▶ _Brief_:
All of the entries below are to be copied word for word.

▶ _Task material_:
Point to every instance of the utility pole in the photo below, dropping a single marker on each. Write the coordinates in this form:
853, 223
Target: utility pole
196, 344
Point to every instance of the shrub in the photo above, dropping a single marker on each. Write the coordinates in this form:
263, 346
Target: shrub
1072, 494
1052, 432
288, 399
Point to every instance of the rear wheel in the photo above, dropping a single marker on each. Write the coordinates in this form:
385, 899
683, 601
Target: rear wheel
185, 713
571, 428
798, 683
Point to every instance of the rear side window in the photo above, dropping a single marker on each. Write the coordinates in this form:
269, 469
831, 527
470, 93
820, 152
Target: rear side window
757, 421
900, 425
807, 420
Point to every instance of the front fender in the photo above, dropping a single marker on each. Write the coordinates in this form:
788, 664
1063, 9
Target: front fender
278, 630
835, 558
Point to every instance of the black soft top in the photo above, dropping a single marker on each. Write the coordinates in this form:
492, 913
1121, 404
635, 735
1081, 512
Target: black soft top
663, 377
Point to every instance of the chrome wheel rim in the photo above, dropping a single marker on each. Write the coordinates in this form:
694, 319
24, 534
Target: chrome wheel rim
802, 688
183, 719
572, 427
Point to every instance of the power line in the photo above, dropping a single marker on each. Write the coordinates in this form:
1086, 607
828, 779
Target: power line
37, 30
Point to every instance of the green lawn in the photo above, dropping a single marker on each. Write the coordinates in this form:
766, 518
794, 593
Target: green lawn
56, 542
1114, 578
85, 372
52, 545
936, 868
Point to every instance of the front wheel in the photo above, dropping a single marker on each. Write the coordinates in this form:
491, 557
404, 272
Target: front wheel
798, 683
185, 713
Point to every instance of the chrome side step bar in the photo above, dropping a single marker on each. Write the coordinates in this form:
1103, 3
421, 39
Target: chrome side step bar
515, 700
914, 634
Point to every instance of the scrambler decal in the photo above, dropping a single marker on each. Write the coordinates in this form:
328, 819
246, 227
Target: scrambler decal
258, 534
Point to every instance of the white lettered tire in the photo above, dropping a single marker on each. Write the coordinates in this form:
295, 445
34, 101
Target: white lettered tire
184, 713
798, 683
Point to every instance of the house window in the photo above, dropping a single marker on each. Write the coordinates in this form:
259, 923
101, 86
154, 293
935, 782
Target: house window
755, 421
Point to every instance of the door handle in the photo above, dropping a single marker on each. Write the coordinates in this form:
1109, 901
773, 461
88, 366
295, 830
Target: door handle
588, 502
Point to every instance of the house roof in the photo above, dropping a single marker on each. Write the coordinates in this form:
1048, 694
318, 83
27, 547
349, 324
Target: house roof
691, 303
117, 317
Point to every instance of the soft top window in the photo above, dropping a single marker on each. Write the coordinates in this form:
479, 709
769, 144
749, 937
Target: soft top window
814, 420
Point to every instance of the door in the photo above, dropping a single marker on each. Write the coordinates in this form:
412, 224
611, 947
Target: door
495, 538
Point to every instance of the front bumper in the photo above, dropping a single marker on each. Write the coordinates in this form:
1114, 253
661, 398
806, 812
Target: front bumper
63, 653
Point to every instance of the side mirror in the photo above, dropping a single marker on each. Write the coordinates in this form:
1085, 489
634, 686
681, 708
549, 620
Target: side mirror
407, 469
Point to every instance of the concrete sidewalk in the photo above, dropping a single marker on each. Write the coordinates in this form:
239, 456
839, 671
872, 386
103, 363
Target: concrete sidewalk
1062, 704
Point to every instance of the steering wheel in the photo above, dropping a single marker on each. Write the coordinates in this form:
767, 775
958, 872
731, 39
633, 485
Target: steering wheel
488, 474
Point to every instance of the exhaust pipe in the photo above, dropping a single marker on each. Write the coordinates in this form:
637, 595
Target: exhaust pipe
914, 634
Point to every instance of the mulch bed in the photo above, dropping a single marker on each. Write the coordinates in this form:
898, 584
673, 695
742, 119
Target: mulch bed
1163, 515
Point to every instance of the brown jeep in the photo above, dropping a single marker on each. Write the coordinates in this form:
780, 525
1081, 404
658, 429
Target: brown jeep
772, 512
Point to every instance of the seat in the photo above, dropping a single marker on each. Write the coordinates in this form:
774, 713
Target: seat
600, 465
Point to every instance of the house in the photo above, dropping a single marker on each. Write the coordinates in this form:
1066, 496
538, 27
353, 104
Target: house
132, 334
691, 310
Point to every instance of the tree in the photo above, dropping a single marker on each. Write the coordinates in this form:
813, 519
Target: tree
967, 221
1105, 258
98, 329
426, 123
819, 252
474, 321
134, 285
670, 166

▶ _Result below_:
Point to every instance of the utility pole in the photo below, dropping a single marker on each. Write the coordinates in this form:
853, 223
Target: utility pole
196, 344
Point to every instance of the shrub in the photo above, dropping a single marker on each. Write the coordinates in this form:
263, 346
Target: shrub
1072, 494
1052, 432
288, 399
Point to every instance of the rear wheel in the photo above, dropping a single marker on each. Write the coordinates in this form:
385, 899
683, 601
Target: rear wheel
185, 713
571, 428
798, 683
Point to every instance of the rear side window in the photo above, dropping a single marker on each. Write the coordinates in this form:
269, 469
831, 527
470, 93
820, 152
Target: rear side window
757, 421
900, 425
807, 420
Point to every instance of the front fender in the photo above, dropping a single marker on each. Write the coordinates in this form:
788, 664
1063, 9
Target: front fender
278, 630
835, 558
Point to every instance of the black soft top in the photo above, dropping a single marker on each. Write the coordinates in this form:
492, 913
1121, 404
635, 735
1081, 512
Target: black soft top
663, 377
Point to every instance of the chrome wheel rim in the photo above, dropping a single marker on each. Write the coordinates in this form:
694, 319
24, 534
Target: chrome wheel rim
802, 688
183, 719
572, 427
Point to every instance of the power line in the photo above, dropping a single marker on each. Write the coordinates in this form:
1086, 607
828, 779
Target: power line
37, 30
Point to every instance of the green lawn in the photo above, dropping a single marker on each. Write the coordinates in this form:
766, 518
794, 593
Target: green lawn
56, 542
1114, 578
85, 372
52, 545
936, 868
Point to every instance of the front wheel in the photo above, dropping a single marker on each. Write the coordinates in this form:
491, 557
404, 272
Target: front wheel
798, 683
185, 713
Point to every instance of the chrome side step bar in the photo above, dropping a single marker on each. Write the coordinates in this form:
1103, 3
421, 39
Target: chrome side step bar
515, 700
914, 634
Point to every instance of the scrambler decal in the photo above, dropping a single marker on each. Write the coordinates in this form:
328, 819
246, 227
Target: scrambler decal
258, 534
Point to every instance of the white lettered tire in the photo above, dropping a single marker on each. Write the coordinates in this form:
295, 445
34, 101
Target: white lettered tire
184, 713
798, 683
Point to every instance of the house window in the photo above, dropping a single marker on each. Write the coordinates in this form:
259, 923
101, 86
154, 293
935, 782
Target: house window
755, 421
Point to every instance of the door handle in the photo above, dropping a single marker on each. Write the coordinates in this form:
1109, 901
773, 461
88, 366
295, 830
Target: door handle
588, 502
Point to every instance of the house roof in the photo above, dropping a single marker on each. Write the coordinates in this form:
1048, 694
318, 83
27, 547
349, 324
Target: house roof
691, 303
117, 317
Point to every instance of the soft top window in the photo above, dropping a single marker on each. Write the coordinates in this form:
479, 709
769, 144
749, 937
Target: soft top window
814, 420
Point to every instance of the door in the photo above, dropping a single marker on each. Write the coordinates in this form:
412, 224
611, 947
Target: door
495, 538
Point to every instance of the front bumper in the photo above, dropping a single marker on each. Write the coordinates in this form:
1114, 253
661, 398
806, 812
Target: front bumper
63, 653
Point to every instance of the side mirror in the photo above, dropping a single marker on each. Write the coordinates in this form:
1085, 489
634, 686
681, 708
549, 620
Target: side mirror
407, 469
Point to every instance of the concrete sidewalk in the photo above, dropping a single marker on each. Write the coordinates in this form:
239, 456
839, 671
872, 386
103, 363
Target: concrete sidewalk
1062, 704
Point to every instance of the steering wheel in the photo above, dropping a single marker on each. Write the coordinates in this form:
767, 775
958, 872
731, 39
633, 485
Target: steering wheel
488, 474
Point to every instance of the exhaust pipe in the photo above, dropping a single marker on each. Write the coordinates in this form:
637, 595
Target: exhaust pipe
914, 634
Point to every instance of the mulch bed in the photo above, dropping a single marker on each. Write the coordinates in this form:
898, 584
673, 695
742, 119
Target: mulch bed
1163, 515
Point to every instance of the brown jeep in the photo above, dropping a single marker on each. Write the coordinates in this form:
780, 525
1081, 404
658, 429
Target: brown jeep
772, 512
Point to every instance of the seat in the photo above, dropping a single marker on each. Write the coordinates in this form:
774, 713
Target: seat
600, 465
Point to every instance of the house in the photo above, dropping a single marker on each. Write the coordinates in this form:
1066, 496
538, 27
353, 104
Target: house
132, 334
691, 310
Point to every instance of the tree in the photo above, dropping a single marker on each. Write the coordinates in this form:
813, 519
Target: tree
967, 221
1105, 258
98, 329
426, 123
819, 252
474, 321
134, 285
670, 166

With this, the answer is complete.